Please reproduce all the records exactly while leaving out their pictures.

(Saved data entries)
⁂

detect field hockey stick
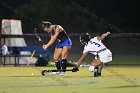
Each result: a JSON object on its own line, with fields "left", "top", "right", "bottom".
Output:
{"left": 27, "top": 28, "right": 44, "bottom": 65}
{"left": 34, "top": 28, "right": 44, "bottom": 45}
{"left": 27, "top": 50, "right": 36, "bottom": 65}
{"left": 41, "top": 69, "right": 78, "bottom": 76}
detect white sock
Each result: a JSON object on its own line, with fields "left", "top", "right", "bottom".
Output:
{"left": 89, "top": 66, "right": 95, "bottom": 72}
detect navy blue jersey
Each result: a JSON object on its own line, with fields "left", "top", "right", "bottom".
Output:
{"left": 52, "top": 25, "right": 69, "bottom": 42}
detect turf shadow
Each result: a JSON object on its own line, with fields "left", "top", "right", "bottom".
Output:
{"left": 109, "top": 85, "right": 140, "bottom": 88}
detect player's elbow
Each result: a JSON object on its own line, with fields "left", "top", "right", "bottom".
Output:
{"left": 51, "top": 37, "right": 57, "bottom": 42}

⁂

Task answer:
detect field hockey stick
Each result: a JSON object on its own line, with fields "left", "top", "right", "bottom".
Output:
{"left": 27, "top": 28, "right": 44, "bottom": 65}
{"left": 34, "top": 28, "right": 44, "bottom": 45}
{"left": 27, "top": 50, "right": 36, "bottom": 65}
{"left": 41, "top": 69, "right": 78, "bottom": 76}
detect white sock
Each result: a JSON object on its own line, with fields "left", "top", "right", "bottom".
Output:
{"left": 89, "top": 66, "right": 95, "bottom": 72}
detect navy blue jersey
Each result: a JSON object on its own line, with fields "left", "top", "right", "bottom".
Output:
{"left": 52, "top": 25, "right": 69, "bottom": 42}
detect turf shadow
Each result: a JSON object on its own line, with fields "left", "top", "right", "bottom".
Output:
{"left": 109, "top": 85, "right": 140, "bottom": 88}
detect player's elbow
Each result: a JSON object on its own line, with fields "left", "top", "right", "bottom".
Output:
{"left": 51, "top": 37, "right": 57, "bottom": 42}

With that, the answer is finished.